FRAGMENTO DEL DOCUMENTO →

Retomando tus palabras, entonces, no creo que se pueda “dejar de lado la ficción”. Lo interesante, en todo caso, es explorar sus fronteras. Me sonrío cuando alguien reconoce en mis personajes una sombra, un destello e incluso el rostro o la voz de una persona que existe o existió. Me acuerdo ahora de que Saer se ponía de muy mal humor cuando alguien le señalaba algún parecido entre un personaje de su narrativa y una persona real. Lo negaba de manera categórica y con una brutalidad quizás desmedida. Justamente él —y, quizás, precisamente— que construyó una zona imaginaria y una poética en torno de lugares y personas “reales” de Santa Fe, ciudad donde vivió en su juventud. El nombre de Santa Fe nunca aparece en sus textos. La ciudad es mencionada como “Ciudad”. Ese parece ser su nombre. Recuerdo el caso de Tito Mufarrege, que inspira indudablemente el personaje de Pancho, y que era en sí todo un “personaje” en la ciudad. Tito, como Pancho, era un ser encantador, extraño, muy sensible, por momentos hosco, que entraba regularmente en el psiquiátrico. Si recuerdo bien, la novela La vuelta completa de Saer describe el tiempo anterior a una internación de Pancho; el relato “Por la vuelta”, justamente un regreso. Cuando trabajaba en la editorial de la universidad vino Tito a verme y me dejó un enorme sobre con fotocopias, impresos y manuscritos. Quería publicar sus “obras completas”. Recuerdo un largo poema que se llamaba Los fierritos que era una suerte de canto dantesco al electroshock. Fue entonces que me comentó que debería hacerle —no lo hizo— un juicio a Saer por plagio. Que lo mejor de su literatura se lo había robado a él. Dos o tres días después, Tito volvió y me pidió que le devolviera los manuscritos porque había decidido ser un escritor “póstumo”. Cuando le comenté la anécdota a Saer —eso tiene que haber sido en 2002, año de la muerte de Tito—, su rostro se ensombreció y me preguntó, realmente interesado, qué había en ese sobre.

OBJETIVO DEL EJERCICIO → En el fragmento sobre Saer, ¿con qué nombre se menciona a Santa Fe en sus textos?

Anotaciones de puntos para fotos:
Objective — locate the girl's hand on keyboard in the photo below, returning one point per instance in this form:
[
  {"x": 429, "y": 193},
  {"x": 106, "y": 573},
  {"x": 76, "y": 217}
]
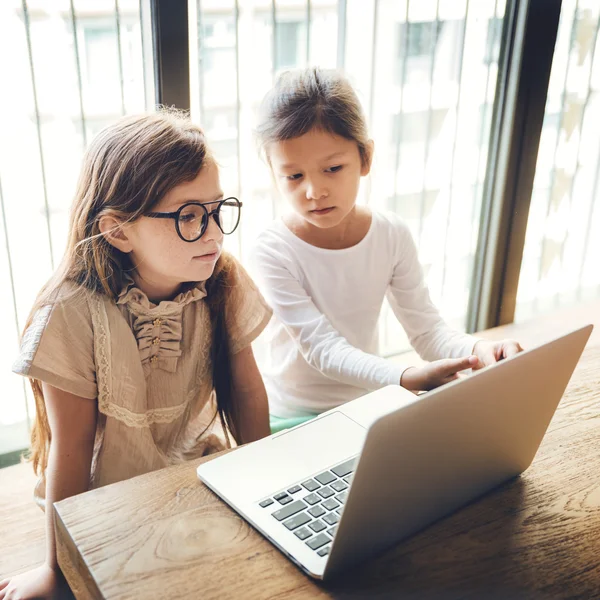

RESPUESTA ESPERADA → Se la menciona como «Ciudad».